## Record list:
* start *

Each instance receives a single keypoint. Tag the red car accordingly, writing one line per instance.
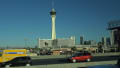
(80, 57)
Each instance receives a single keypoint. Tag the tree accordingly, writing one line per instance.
(73, 48)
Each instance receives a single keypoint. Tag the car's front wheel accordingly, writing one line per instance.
(88, 60)
(28, 64)
(73, 60)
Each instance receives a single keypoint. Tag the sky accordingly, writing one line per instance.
(22, 21)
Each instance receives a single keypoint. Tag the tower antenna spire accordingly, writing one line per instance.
(52, 3)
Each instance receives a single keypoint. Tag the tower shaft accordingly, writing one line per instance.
(53, 27)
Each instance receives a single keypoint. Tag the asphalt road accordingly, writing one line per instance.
(61, 60)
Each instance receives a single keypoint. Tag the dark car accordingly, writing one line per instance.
(25, 60)
(80, 57)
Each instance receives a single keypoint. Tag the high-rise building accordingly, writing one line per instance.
(81, 40)
(53, 17)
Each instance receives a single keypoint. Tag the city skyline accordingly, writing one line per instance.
(30, 19)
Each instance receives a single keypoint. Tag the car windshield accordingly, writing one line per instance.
(1, 53)
(77, 54)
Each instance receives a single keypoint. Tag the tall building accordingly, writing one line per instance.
(55, 42)
(53, 17)
(81, 40)
(114, 27)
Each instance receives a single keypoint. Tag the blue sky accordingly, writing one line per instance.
(29, 19)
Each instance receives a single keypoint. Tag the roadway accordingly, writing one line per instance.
(61, 60)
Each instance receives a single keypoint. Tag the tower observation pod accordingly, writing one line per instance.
(53, 17)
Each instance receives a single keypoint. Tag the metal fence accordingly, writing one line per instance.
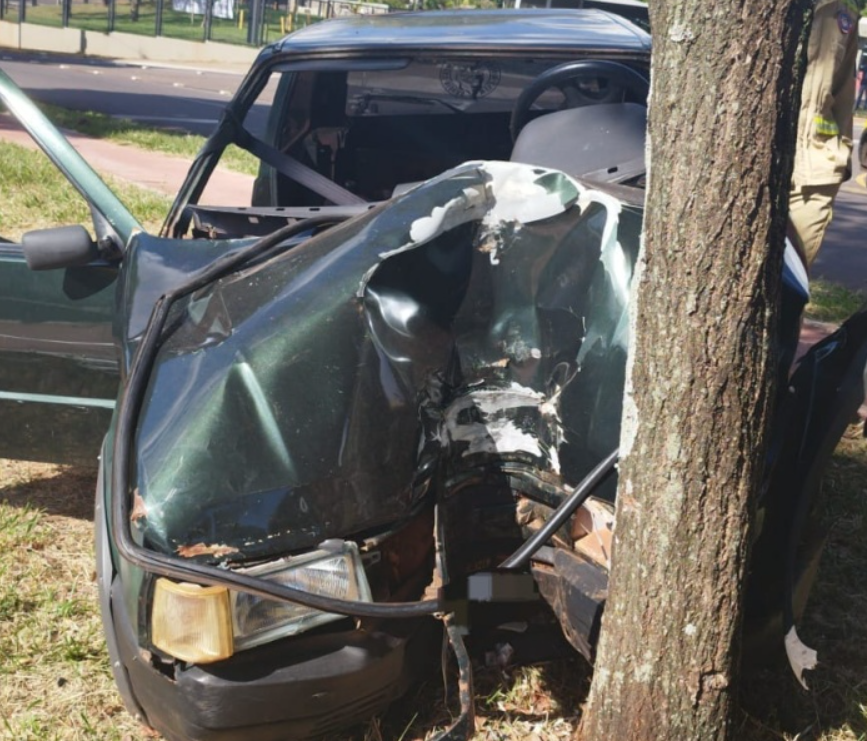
(248, 22)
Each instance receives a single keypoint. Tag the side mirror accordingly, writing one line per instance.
(61, 247)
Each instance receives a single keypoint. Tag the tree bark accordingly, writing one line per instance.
(701, 370)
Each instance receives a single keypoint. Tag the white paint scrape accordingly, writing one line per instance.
(520, 196)
(493, 428)
(801, 657)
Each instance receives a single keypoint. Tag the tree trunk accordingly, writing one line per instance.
(701, 370)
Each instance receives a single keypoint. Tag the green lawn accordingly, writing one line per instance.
(140, 19)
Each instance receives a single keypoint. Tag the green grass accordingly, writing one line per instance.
(36, 196)
(55, 681)
(93, 16)
(831, 302)
(166, 141)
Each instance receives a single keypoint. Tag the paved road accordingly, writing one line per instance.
(189, 99)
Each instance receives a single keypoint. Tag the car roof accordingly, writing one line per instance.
(472, 31)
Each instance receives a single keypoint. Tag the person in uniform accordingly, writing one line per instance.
(823, 148)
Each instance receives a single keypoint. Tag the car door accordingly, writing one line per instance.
(58, 362)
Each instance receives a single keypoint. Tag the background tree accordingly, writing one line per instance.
(724, 87)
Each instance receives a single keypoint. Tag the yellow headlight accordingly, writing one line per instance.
(191, 622)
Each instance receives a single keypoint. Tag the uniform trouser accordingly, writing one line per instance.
(810, 209)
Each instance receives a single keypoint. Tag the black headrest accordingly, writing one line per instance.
(598, 142)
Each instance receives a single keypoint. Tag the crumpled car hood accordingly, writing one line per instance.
(477, 321)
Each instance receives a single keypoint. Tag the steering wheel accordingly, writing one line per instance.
(567, 77)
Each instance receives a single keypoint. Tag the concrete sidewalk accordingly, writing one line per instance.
(152, 170)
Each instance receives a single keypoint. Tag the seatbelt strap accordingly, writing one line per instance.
(297, 171)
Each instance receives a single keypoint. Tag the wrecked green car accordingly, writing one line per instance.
(380, 396)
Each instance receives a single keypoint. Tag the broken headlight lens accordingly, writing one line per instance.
(333, 571)
(191, 622)
(204, 624)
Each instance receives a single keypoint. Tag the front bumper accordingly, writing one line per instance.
(297, 688)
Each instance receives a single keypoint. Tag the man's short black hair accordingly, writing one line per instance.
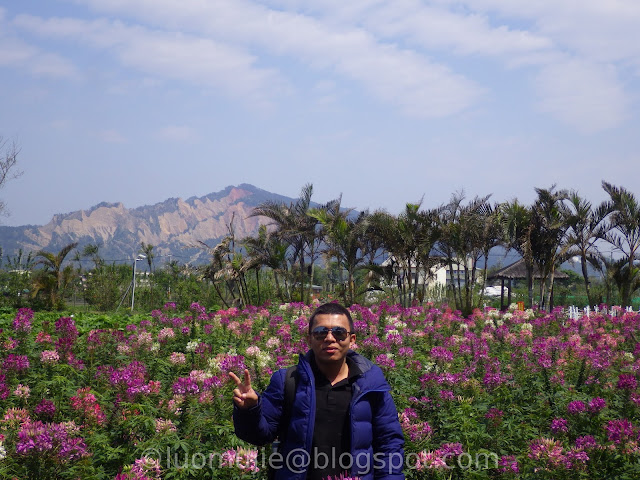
(331, 308)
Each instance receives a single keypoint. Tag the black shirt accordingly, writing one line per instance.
(331, 431)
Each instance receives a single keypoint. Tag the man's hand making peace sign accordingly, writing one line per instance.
(244, 396)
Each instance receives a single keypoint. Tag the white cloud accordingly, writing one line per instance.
(401, 77)
(586, 96)
(111, 136)
(170, 55)
(177, 133)
(17, 53)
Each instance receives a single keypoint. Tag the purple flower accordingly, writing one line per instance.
(627, 381)
(46, 408)
(22, 321)
(619, 430)
(596, 404)
(559, 425)
(441, 353)
(576, 407)
(185, 385)
(587, 442)
(385, 361)
(16, 363)
(508, 463)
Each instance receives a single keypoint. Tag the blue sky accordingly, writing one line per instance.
(384, 102)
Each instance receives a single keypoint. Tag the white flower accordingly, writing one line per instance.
(252, 351)
(214, 364)
(273, 342)
(263, 359)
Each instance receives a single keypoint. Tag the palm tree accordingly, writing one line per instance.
(266, 250)
(624, 234)
(548, 237)
(468, 233)
(586, 226)
(345, 239)
(516, 223)
(298, 230)
(408, 239)
(53, 279)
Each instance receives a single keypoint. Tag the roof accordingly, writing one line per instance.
(519, 270)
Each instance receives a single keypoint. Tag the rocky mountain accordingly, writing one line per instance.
(174, 227)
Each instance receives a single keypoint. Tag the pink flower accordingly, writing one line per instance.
(49, 357)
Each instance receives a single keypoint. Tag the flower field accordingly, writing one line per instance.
(507, 395)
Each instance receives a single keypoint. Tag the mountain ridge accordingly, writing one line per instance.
(175, 227)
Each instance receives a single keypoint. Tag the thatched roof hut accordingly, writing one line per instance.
(517, 271)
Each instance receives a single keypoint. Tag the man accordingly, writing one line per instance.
(342, 417)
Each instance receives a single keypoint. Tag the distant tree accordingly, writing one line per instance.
(8, 164)
(92, 251)
(345, 240)
(624, 235)
(548, 237)
(147, 250)
(53, 279)
(587, 225)
(516, 225)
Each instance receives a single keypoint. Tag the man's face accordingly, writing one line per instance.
(331, 350)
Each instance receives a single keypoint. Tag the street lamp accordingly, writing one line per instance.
(133, 282)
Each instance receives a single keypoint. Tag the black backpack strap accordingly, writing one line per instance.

* end *

## Exercise brief:
Update the records from the line holding "Each instance receives a single keypoint. Tag the white flower" through the end of the records, putting "coconut palm" in place of "palm tree" and changing nothing else.

## Answer to this problem:
Each instance receives a single keypoint. Tag the white flower accordingly, writing one line per instance.
(252, 351)
(214, 364)
(273, 342)
(263, 359)
Each instance receives a single keypoint. Tag the coconut palm accordingly, writing one line per instance.
(266, 250)
(624, 234)
(548, 237)
(468, 233)
(586, 226)
(345, 239)
(516, 223)
(298, 230)
(408, 239)
(53, 279)
Each instance receives a single keypoint. Tag the roof accordingly, writing one line per instance.
(519, 270)
Each instance receives a single keypoint. Tag the rocky mountain accordingly, writing one line per instance.
(174, 227)
Each instance receives a single keypoint. Tag the pink flower accordingly, writing one line per instance.
(49, 357)
Each instance receives a single keypoint. Tag the flower field accordingly, writing one line per instance.
(507, 395)
Each instance receives a single keypoint. Tag the mountain ridge accordingly, writing one line per instance.
(175, 227)
Each instance receives a single keypoint. Tag the thatched roof hut accordingly, writing one line per instance.
(517, 271)
Each instance receives a single keypoint. Tag the man accordingly, writing one line per instance.
(342, 417)
Each instance receives a single keypoint. Tag the distant tree accordingly, writing one line per instance.
(8, 164)
(92, 251)
(345, 240)
(624, 235)
(548, 237)
(147, 250)
(53, 279)
(587, 225)
(516, 225)
Each instance receives a single keypoint. Tag the man's face accordingly, writing one line per instance.
(331, 350)
Each instance receives a single keypoint. Tag the street lamp accordingly, writing one line per instance.
(133, 282)
Each instance receives a single keypoint. Tag the black backpack strap accordingly, writing one line per instance.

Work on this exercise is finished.